--- Work instructions ---
1: In the piece on Peggy Guggenheim, repeat word for word the stretch from "For Women’s History" through "by Luciano Vecchio.".
2: According to the Peggy Guggenheim piece, how did her father and his brothers make their money?
3: Carry on writing the Peggy Guggenheim piece from the point where it stops.

--- Source document ---
=======

For Women’s History Month, I thought I would write about somebody who was instrumental in preserving many works of modern art. I am by no means an expert on Peggy Guggenheim, but her name has cropped up in several books I’ve read about the birth of modern art and, in particular, Surrealism. What stood out to me was her passion for art and her friend’s creative pursuits. But, as this short piece will tell you, her patronage of key movements such as Surrealism, Cubism and Abstractionism changed the fate of many paintings.

Peggy Guggenheim (1926). Photo supplied by Luciano Vecchio.

On the 26th of August 1898, Peggy Guggenheim had the good fortune to be born into a wealthy family residing in New York. Her father Benjamin Guggenheim had, along with his brothers, procured their finances through the mining and smelting of metals. Her mother Florette was also no stranger to affluence as part of the Seligman family who had made their money in the world of investment.

=======

--- Data segment ---
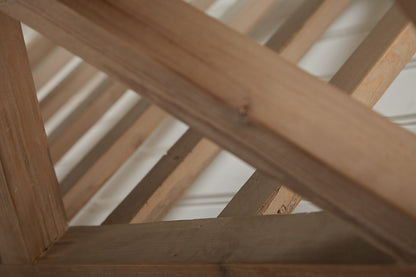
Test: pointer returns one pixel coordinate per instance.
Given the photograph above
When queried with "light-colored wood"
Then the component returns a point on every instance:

=======

--- Solved problems ---
1:
For Women’s History Month, I thought I would write about somebody who was instrumental in preserving many works of modern art. I am by no means an expert on Peggy Guggenheim, but her name has cropped up in several books I’ve read about the birth of modern art and, in particular, Surrealism. What stood out to me was her passion for art and her friend’s creative pursuits. But, as this short piece will tell you, her patronage of key movements such as Surrealism, Cubism and Abstractionism changed the fate of many paintings.

Peggy Guggenheim (1926). Photo supplied by Luciano Vecchio.

2: Through the mining and smelting of metals.

3:
Being born into a privileged position in society allowed Peggy Guggenheim to travel and collect vast amounts of art along the way, perhaps taking inspiration from her uncle Solomon R. Guggenheim. She moved to Paris in the 1920s where she became involved with the avant-garde artists living in Montparnasse and later married Max Ernst a prominent Surrealist.

Whilst in Paris she educated herself about various movements, gathering one of the largest and most significant collections in modern art. Her collection ranged from works by Wassily Kandinsky (1866–1944) to Jean Cocteau (1889–1963) to Yves Tanguy (1900–1955). In the years after the outbreak of the Second World War (1939–1945), she set up her first art gallery in London, Guggenheim Jeune. This was soon followed by her New York Gallery, Art of the Century. The establishment of both galleries created a platform for artists who were little known in England and the United States to exhibit their work.

Art of the Century Gallery- Manhattan, New York

It’s interesting that, at the time, many of her contemporaries in the art world weren’t too interested in the art of the moment which included Surrealist, Cubist, and Abstract Art. The same could not be said for Peggy Guggenheim whose collection expanded to incorporate the works of Pablo Picasso (1881–1973), Salvador Dalí (1904–1989), and Georges Braque (1882- 1963).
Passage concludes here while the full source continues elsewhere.